=== Instruction ===
Write out the material below again, substituting "one point" for every "a single point" and leaving everything else the same.

Records in a dataset
################

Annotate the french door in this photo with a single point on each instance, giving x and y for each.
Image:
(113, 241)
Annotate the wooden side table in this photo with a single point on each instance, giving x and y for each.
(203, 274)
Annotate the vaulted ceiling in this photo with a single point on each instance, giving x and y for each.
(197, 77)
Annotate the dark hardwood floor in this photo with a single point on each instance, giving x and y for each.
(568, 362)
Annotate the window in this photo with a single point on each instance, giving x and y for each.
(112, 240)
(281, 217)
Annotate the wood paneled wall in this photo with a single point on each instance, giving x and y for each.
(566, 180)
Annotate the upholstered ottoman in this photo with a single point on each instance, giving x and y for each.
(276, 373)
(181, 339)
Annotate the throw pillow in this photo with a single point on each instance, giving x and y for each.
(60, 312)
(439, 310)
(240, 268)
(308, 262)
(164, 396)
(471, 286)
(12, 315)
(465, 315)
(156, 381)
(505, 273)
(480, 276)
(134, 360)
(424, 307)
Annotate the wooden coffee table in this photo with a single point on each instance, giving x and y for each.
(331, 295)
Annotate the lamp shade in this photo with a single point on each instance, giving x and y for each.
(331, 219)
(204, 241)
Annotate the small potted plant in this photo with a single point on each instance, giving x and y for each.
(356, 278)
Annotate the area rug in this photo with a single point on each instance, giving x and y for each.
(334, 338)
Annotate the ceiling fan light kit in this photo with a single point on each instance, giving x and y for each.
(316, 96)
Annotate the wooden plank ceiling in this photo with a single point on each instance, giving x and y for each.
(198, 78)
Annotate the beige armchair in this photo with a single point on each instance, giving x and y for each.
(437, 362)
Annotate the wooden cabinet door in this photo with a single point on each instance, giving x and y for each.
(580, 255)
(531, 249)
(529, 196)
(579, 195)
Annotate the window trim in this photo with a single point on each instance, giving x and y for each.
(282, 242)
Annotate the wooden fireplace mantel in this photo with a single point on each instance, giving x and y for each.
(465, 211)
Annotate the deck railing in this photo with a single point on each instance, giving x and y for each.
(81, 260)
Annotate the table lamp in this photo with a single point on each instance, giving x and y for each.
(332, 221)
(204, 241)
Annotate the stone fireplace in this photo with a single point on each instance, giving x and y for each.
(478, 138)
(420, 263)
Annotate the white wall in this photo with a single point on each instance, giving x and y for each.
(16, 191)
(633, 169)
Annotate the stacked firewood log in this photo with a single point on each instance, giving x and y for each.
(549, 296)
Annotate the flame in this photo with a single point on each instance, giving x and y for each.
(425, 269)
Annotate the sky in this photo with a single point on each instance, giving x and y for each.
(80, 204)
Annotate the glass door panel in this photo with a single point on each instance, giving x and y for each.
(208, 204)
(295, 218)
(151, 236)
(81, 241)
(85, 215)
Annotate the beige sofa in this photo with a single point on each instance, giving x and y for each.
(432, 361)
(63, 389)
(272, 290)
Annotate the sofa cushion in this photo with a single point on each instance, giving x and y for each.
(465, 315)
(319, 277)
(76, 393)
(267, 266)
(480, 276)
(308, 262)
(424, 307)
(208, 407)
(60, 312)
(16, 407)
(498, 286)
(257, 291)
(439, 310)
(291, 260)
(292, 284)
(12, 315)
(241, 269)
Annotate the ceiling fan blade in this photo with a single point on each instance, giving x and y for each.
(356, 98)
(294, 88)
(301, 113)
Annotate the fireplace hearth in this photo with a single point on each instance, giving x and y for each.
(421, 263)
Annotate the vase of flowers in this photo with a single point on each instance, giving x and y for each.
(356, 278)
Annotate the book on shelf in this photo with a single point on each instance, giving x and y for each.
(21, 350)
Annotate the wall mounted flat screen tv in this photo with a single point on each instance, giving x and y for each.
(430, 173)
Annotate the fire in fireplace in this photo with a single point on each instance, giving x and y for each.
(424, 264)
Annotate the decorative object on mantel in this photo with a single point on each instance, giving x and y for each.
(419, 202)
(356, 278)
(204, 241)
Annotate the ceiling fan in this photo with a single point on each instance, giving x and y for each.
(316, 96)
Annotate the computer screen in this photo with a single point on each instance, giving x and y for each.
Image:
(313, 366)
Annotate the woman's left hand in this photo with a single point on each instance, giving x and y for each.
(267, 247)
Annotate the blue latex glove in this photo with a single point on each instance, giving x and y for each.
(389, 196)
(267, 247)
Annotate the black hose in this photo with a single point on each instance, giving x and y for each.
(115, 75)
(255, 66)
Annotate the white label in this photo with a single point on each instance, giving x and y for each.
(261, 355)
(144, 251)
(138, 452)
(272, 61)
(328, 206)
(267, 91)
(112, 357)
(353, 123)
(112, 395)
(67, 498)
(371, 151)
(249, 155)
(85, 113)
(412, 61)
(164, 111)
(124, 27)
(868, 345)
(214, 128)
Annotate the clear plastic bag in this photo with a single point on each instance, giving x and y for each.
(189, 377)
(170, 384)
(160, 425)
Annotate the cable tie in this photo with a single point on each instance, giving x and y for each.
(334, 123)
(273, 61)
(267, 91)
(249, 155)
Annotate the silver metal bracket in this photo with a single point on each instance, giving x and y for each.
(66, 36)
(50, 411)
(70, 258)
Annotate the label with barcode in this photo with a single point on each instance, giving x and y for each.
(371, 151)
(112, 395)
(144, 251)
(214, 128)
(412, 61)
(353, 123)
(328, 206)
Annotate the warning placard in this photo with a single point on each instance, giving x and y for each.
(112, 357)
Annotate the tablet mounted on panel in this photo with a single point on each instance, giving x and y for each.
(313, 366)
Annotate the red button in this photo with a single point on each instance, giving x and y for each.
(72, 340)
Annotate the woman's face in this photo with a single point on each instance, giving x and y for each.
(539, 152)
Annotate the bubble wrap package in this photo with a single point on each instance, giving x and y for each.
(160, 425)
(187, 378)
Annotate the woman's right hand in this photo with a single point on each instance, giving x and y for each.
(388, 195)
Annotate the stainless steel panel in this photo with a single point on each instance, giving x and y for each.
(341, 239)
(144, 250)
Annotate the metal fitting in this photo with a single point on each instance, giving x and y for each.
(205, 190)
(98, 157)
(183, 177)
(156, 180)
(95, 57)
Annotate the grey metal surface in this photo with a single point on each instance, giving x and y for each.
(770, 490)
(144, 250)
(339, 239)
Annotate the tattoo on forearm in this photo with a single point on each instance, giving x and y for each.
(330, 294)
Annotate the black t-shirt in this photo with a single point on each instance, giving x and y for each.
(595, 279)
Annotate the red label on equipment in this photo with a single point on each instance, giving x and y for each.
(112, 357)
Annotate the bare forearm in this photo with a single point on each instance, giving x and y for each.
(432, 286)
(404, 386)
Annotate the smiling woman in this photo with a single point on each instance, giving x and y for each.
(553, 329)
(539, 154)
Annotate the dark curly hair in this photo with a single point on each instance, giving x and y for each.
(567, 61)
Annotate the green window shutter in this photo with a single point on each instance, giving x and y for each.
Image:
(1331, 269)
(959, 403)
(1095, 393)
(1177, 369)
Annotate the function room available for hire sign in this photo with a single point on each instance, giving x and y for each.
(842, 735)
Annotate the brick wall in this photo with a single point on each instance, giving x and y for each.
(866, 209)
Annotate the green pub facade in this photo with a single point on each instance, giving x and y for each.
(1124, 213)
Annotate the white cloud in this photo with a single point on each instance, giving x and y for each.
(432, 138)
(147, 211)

################

=== Solution to this exercise ===
Annotate the french door in this photo with one point on each instance, giving x and y for each.
Image:
(113, 241)
Annotate the wooden side table in this photo with one point on each instance, giving x and y for each.
(203, 274)
Annotate the vaulted ceiling in this photo with one point on each instance, giving x and y for each.
(197, 77)
Annotate the dark hardwood floor in this photo with one point on each instance, giving x and y for each.
(568, 362)
Annotate the window in this photo with one point on each instance, giving x and y for each.
(112, 240)
(281, 217)
Annotate the wood paneled wall in this photo with one point on each instance, giving x and y for each.
(566, 180)
Annotate the upholstered ottoman in this photo with one point on each instance, giving x and y for each.
(276, 373)
(181, 339)
Annotate the throw pillow in this photo with one point on each instance, giving x and y for each.
(60, 312)
(439, 310)
(240, 268)
(308, 262)
(164, 396)
(471, 286)
(12, 315)
(465, 315)
(156, 381)
(505, 273)
(480, 276)
(134, 360)
(424, 307)
Annotate the wooden coffee table in this photo with one point on each instance, giving x and y for each.
(331, 295)
Annotate the lamp shade in this photo with one point on each instance, giving x and y for each.
(331, 219)
(204, 241)
Annotate the small potted plant in this photo with one point on each instance, giving x and y for each.
(356, 278)
Annotate the area rug in this photo with one point on each instance, giving x and y for each.
(334, 338)
Annotate the ceiling fan light kit in this photo with one point on each instance, giving x and y for each.
(316, 96)
Annotate the wooden plank ceiling in this photo with one point on each instance, giving x and y for each.
(198, 78)
Annotate the beige armchair in this photo with one point on each instance, giving x and y for each.
(437, 362)
Annotate the wooden cabinet door in this photo with one point on each instance, giving x and y for each.
(580, 255)
(531, 249)
(529, 196)
(579, 195)
Annotate the window trim in this photo with one point on each instance, giving x and y for each.
(282, 242)
Annotate the wooden fireplace mantel in this photo with one point on each instance, giving x and y for each.
(465, 211)
Annotate the deck railing in this photo with one point on each instance, giving x and y for each.
(81, 260)
Annotate the table lamp in this photo with one point on each instance, giving x and y for each.
(332, 221)
(204, 241)
Annotate the stone fireplace in this photo with one point on each instance, giving x and y for each.
(478, 138)
(420, 263)
Annotate the white wall in this photo with one point on each instance, giving x and y for each.
(16, 191)
(633, 169)
Annotate the stacked firewood log in this photo with one point on each instance, giving x and y for each.
(549, 296)
Annotate the flame in this photo with one point on each instance, giving x and y for each.
(425, 269)
Annotate the sky in this photo with one point on each instance, giving x and y for each.
(80, 204)
Annotate the glass door panel in this photo with one point on each instance, giving x and y for each.
(208, 204)
(295, 218)
(151, 236)
(81, 241)
(85, 215)
Annotate the beige sofa in this photo with one point on each instance, giving x and y for each.
(432, 361)
(63, 389)
(272, 290)
Annotate the sofa cushion in this photo with one point on each instance, giving x and y for each.
(465, 315)
(319, 277)
(76, 393)
(267, 266)
(480, 276)
(308, 262)
(424, 307)
(208, 407)
(60, 312)
(16, 407)
(498, 286)
(257, 291)
(439, 310)
(291, 260)
(292, 284)
(12, 315)
(241, 269)
Annotate the ceiling fan blade in this photo with one point on each instance, giving x and y for each.
(356, 98)
(294, 88)
(301, 113)
Annotate the fireplace hearth in this photo with one point on each instance, giving x and y for each.
(421, 263)
Annotate the vase of flowers in this photo with one point on each instance, giving x and y for each.
(356, 278)
Annotate the book on shelf in this photo with one point on each instance, giving x and y for each.
(21, 350)
Annotate the wall mounted flat screen tv in this photo with one point on each instance, giving x and y for each.
(430, 173)
Annotate the fire in fireplace in this photo with one point on each instance, giving x and y for each.
(424, 264)
Annotate the decorative object on mantel in this photo with one point on each instance, giving x and y for each.
(419, 202)
(356, 278)
(204, 241)
Annotate the ceiling fan in this photo with one point on each instance, giving x and y for each.
(316, 96)
Annotate the computer screen in this photo with one point on each instance, giving x and y for each.
Image:
(313, 366)
Annotate the woman's left hand in this photo with one point on each instance, giving x and y for each.
(267, 247)
Annotate the blue latex glove in this photo with one point on each instance, giving x and y for each.
(389, 196)
(267, 247)
Annotate the black hose in this photo with one point on each instance, giving x and y for each.
(115, 75)
(255, 66)
Annotate the white label in this photo with one point on each instance, giving x and y for each.
(261, 355)
(144, 251)
(138, 452)
(272, 61)
(328, 206)
(267, 91)
(112, 357)
(353, 123)
(112, 395)
(67, 498)
(371, 151)
(249, 155)
(85, 113)
(412, 61)
(164, 111)
(124, 27)
(868, 345)
(214, 128)
Annotate the clear plastic bag in this photo with one point on each instance, giving x and y for each.
(189, 377)
(170, 384)
(160, 425)
Annotate the cable tie in this photo with one point on each instance, giving x and y for each.
(334, 123)
(273, 61)
(267, 91)
(249, 155)
Annotate the silver metal bracket in this photo with one point on each instance, giving x and y for each.
(66, 36)
(50, 411)
(70, 258)
Annotate the label with barcode in this photo with one point on each instance, giving x and y for each.
(371, 151)
(112, 395)
(144, 251)
(214, 128)
(412, 61)
(353, 123)
(328, 206)
Annotate the warning placard in this photo with one point on each instance, giving x and y for each.
(112, 357)
Annotate the tablet mounted on panel in this photo with one point on each instance, giving x and y for each.
(313, 366)
Annotate the red button in this photo with one point on each instance, giving x and y for each.
(72, 340)
Annotate the woman's face in this photo with one point on each instance, giving x and y for each.
(539, 152)
Annotate the bubble wrap package in this photo with one point on each instance, giving x and y for each.
(160, 425)
(187, 378)
Annotate the woman's right hand in this photo with one point on each instance, giving x and y for each.
(388, 195)
Annotate the stainless steel panel in this photo with one point on each instance, giving x and y for each.
(341, 239)
(144, 250)
Annotate the metal fitting in this photo with one point on each instance, giving x and y for each.
(205, 190)
(98, 157)
(183, 177)
(156, 180)
(95, 57)
Annotate the grey metal surface in this photo with one point on each instance, giving x and y for each.
(770, 490)
(144, 250)
(339, 239)
Annotate the tattoo on forearm in this photo with one point on each instance, giving x and y for each.
(330, 294)
Annotate the black t-shirt in this photo with one point on each instance, giving x and y for each.
(595, 279)
Annotate the red label on equipment in this photo with one point on each instance, giving x and y for each.
(112, 357)
Annotate the bare forearm in this photo with one point on each instance, giving x and y for each.
(432, 286)
(404, 386)
Annotate the smiling woman in this photo with one point on each instance, giving x and y for each.
(553, 329)
(539, 154)
Annotate the dark curly hair in this photo with one point on each instance, giving x and y for each.
(567, 61)
Annotate the green window shutter in this photo with one point on each instance, giving x and y for each.
Image:
(1331, 269)
(959, 403)
(1095, 393)
(1177, 369)
Annotate the function room available for hire sign in this photo with one point on each instance, giving x and y for each.
(842, 735)
Annotate the brick wall in this photo with one point on each instance, giving x and y for each.
(866, 209)
Annotate the green pub facade in this photo with one point on each instance, giving x and y for each.
(1124, 213)
Annotate the white cloud in this photo with one point on each instance, giving x and y for each.
(432, 138)
(147, 211)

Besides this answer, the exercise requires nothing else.